**TASK TO CARRY OUT:** How many lines in the items below contain the string "black", with case counting? Reply with the number only.

○ ○ ○ ○

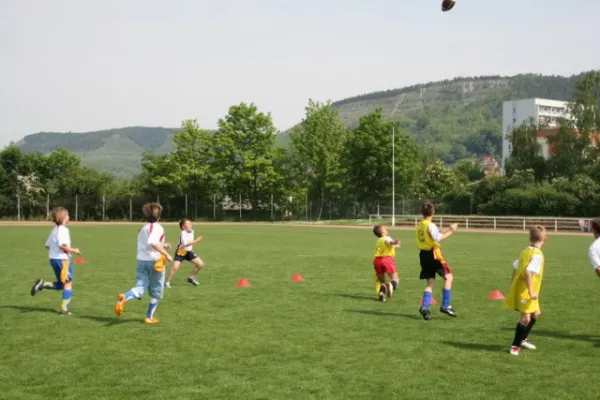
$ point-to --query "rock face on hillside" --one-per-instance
(453, 119)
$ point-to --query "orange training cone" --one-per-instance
(243, 283)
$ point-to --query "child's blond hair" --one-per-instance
(152, 211)
(537, 234)
(58, 215)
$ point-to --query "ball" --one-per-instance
(447, 5)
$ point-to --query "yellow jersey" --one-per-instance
(531, 259)
(384, 247)
(424, 239)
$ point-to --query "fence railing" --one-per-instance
(488, 222)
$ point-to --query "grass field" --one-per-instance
(324, 338)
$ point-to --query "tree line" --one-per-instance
(333, 167)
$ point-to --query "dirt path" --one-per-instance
(297, 225)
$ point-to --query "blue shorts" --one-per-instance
(62, 268)
(189, 256)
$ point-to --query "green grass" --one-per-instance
(324, 338)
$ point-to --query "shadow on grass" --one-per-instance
(384, 314)
(476, 346)
(25, 309)
(595, 339)
(352, 296)
(109, 321)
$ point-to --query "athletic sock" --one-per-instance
(520, 334)
(152, 308)
(426, 300)
(67, 293)
(446, 295)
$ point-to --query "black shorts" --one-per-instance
(188, 256)
(430, 266)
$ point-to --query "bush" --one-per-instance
(537, 201)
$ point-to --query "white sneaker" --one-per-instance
(529, 346)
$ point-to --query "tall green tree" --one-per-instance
(318, 143)
(368, 159)
(244, 153)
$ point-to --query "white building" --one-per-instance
(543, 111)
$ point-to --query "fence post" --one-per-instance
(186, 214)
(214, 207)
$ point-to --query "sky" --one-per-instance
(85, 65)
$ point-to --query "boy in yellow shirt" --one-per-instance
(525, 288)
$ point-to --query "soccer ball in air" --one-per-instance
(448, 4)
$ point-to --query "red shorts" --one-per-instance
(384, 265)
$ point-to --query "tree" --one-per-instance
(245, 151)
(368, 159)
(437, 181)
(318, 143)
(527, 152)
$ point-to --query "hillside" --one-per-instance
(454, 119)
(117, 151)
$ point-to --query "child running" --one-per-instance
(184, 252)
(525, 288)
(433, 262)
(59, 252)
(151, 260)
(384, 262)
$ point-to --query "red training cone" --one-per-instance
(243, 283)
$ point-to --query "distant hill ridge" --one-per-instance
(454, 119)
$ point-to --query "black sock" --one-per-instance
(531, 323)
(520, 334)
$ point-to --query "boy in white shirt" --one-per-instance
(151, 260)
(59, 253)
(185, 252)
(594, 250)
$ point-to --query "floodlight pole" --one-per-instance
(393, 176)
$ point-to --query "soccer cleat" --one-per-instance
(448, 310)
(529, 346)
(425, 313)
(37, 286)
(193, 281)
(389, 290)
(120, 306)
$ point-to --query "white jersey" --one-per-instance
(594, 254)
(185, 237)
(149, 234)
(58, 236)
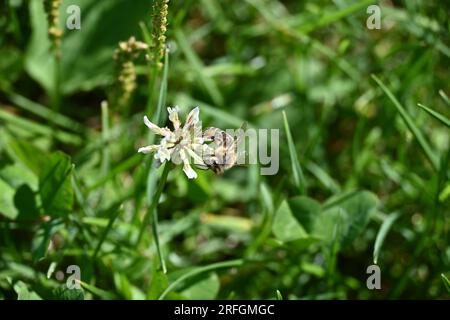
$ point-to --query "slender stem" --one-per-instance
(56, 94)
(214, 266)
(151, 212)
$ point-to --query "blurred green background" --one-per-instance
(364, 178)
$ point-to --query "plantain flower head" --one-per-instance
(180, 145)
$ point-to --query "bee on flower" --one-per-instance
(181, 144)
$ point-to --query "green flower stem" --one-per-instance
(151, 212)
(196, 271)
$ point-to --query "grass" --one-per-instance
(363, 179)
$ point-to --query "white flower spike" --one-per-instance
(180, 145)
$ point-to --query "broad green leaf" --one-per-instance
(41, 239)
(206, 288)
(23, 293)
(55, 186)
(306, 211)
(352, 212)
(27, 154)
(23, 183)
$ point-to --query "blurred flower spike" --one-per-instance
(180, 144)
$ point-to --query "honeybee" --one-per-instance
(222, 153)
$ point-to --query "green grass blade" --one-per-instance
(445, 97)
(105, 135)
(334, 16)
(152, 212)
(446, 282)
(113, 214)
(279, 296)
(199, 270)
(162, 92)
(208, 83)
(436, 115)
(410, 124)
(103, 294)
(299, 179)
(381, 235)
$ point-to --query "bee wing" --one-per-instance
(241, 131)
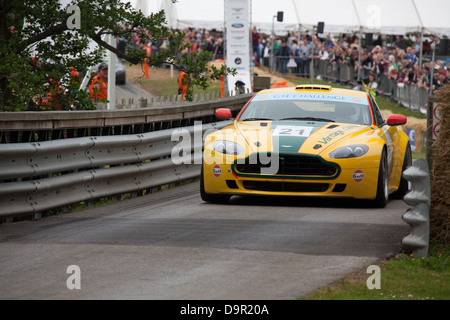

○ ○ ○ ○

**TASK SOLUTION:** 2